Aim of the task:
Repeat the full listing, word for word.

Data extracts:
****************************************
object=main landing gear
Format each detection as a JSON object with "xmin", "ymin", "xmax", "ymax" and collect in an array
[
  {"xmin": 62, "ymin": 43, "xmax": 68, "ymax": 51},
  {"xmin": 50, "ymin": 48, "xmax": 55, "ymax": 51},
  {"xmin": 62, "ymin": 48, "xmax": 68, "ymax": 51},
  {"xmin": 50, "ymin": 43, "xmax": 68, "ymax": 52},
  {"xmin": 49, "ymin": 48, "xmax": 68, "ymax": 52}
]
****************************************
Result of this exercise:
object=main landing gear
Format each detection as a JSON object with "xmin", "ymin", "xmax", "ymax" and collect in an array
[
  {"xmin": 62, "ymin": 43, "xmax": 68, "ymax": 51},
  {"xmin": 50, "ymin": 48, "xmax": 55, "ymax": 51},
  {"xmin": 62, "ymin": 48, "xmax": 68, "ymax": 51},
  {"xmin": 50, "ymin": 43, "xmax": 68, "ymax": 52},
  {"xmin": 49, "ymin": 48, "xmax": 68, "ymax": 52}
]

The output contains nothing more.